• [Your instructions] Out of the lines below, please list those that hold the string "instance".

[Dataset entries]
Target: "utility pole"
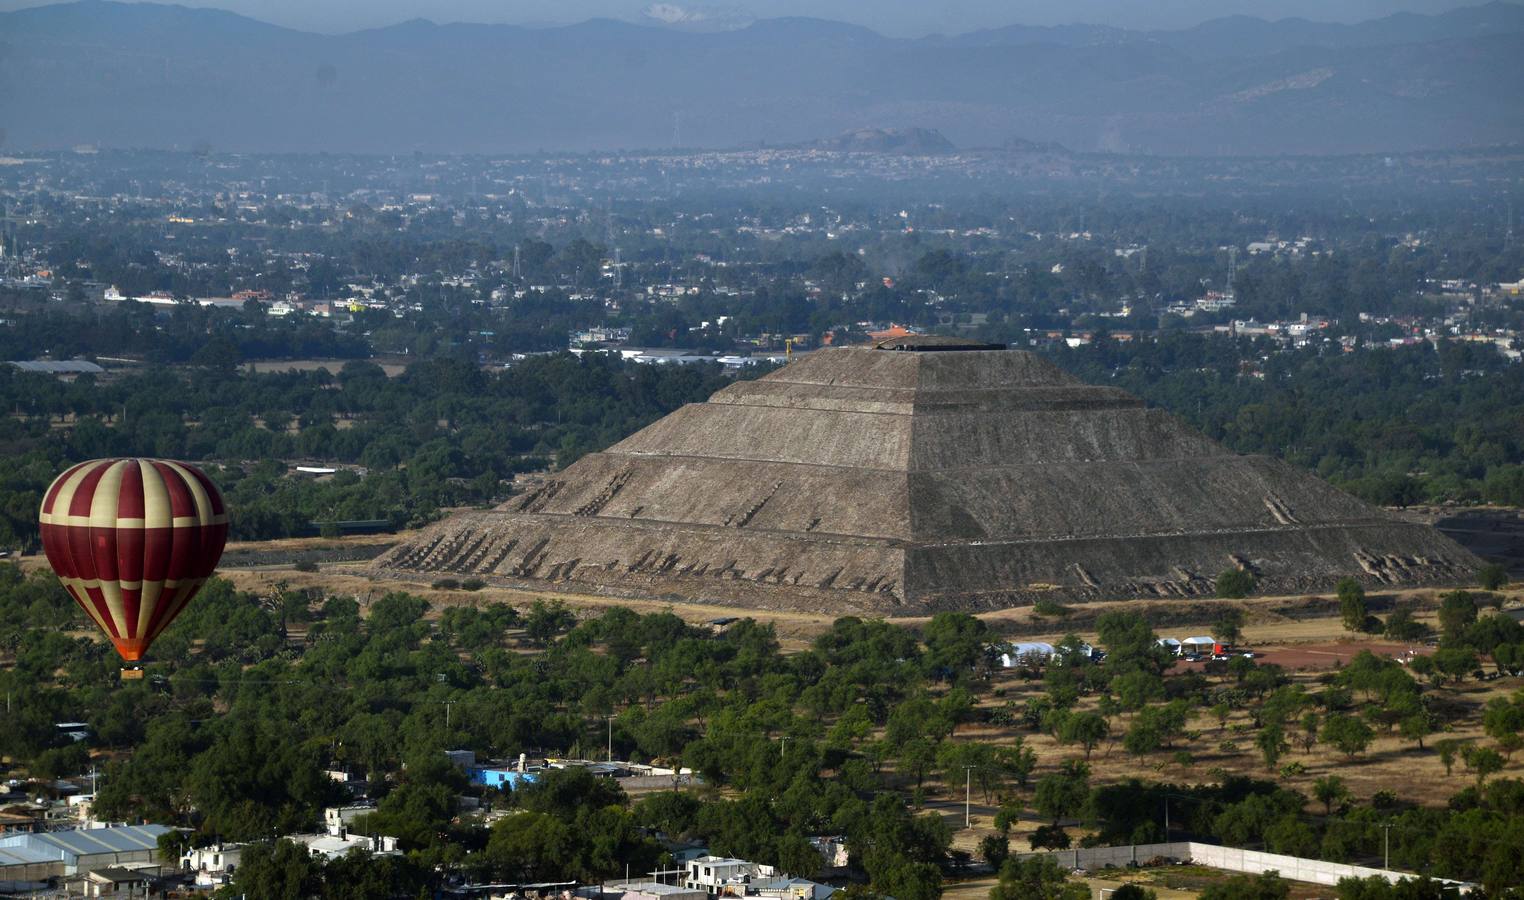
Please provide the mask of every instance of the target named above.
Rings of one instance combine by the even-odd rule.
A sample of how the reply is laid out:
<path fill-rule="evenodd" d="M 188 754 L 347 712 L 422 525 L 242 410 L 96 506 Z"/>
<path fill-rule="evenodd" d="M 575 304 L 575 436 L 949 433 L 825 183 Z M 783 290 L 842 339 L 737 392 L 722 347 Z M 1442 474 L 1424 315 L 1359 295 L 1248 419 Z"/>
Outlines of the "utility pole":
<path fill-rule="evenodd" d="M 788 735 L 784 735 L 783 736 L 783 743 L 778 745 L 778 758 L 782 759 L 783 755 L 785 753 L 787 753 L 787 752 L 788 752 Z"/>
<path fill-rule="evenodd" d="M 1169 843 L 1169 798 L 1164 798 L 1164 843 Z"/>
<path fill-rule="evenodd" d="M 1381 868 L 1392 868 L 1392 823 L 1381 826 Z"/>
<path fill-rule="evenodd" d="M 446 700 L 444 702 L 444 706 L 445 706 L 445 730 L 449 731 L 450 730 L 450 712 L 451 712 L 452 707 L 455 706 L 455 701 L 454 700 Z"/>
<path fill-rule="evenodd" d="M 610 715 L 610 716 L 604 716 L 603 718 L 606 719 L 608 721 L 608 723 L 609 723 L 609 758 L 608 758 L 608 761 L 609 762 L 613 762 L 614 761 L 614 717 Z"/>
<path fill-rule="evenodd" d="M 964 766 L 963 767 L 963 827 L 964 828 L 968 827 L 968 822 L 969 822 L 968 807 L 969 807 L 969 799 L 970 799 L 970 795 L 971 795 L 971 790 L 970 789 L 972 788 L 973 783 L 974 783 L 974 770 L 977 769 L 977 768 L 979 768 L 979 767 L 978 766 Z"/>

• [Result]
Please provide the mask of every instance of the target named above.
Rings of one instance combine by the even-odd rule.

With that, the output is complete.